Transcribe the following entries letter for letter, without the pictures.

(Dataset entries)
———
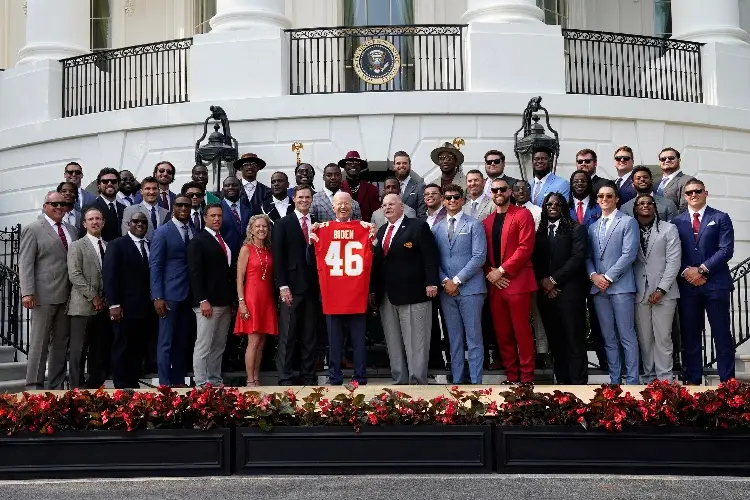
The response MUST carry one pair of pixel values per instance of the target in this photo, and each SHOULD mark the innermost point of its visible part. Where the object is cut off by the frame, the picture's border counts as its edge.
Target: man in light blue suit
(462, 247)
(170, 291)
(545, 181)
(614, 241)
———
_EXERCISE RESPONSE_.
The response MUST carry one pair of pixel values per instance of the target in this photo, and each SHOULD mark the innermost point of its visible part. Where the object is cut off by the frame, the picture's border counts as its edge.
Target: man in light blue suit
(462, 247)
(170, 291)
(545, 181)
(614, 241)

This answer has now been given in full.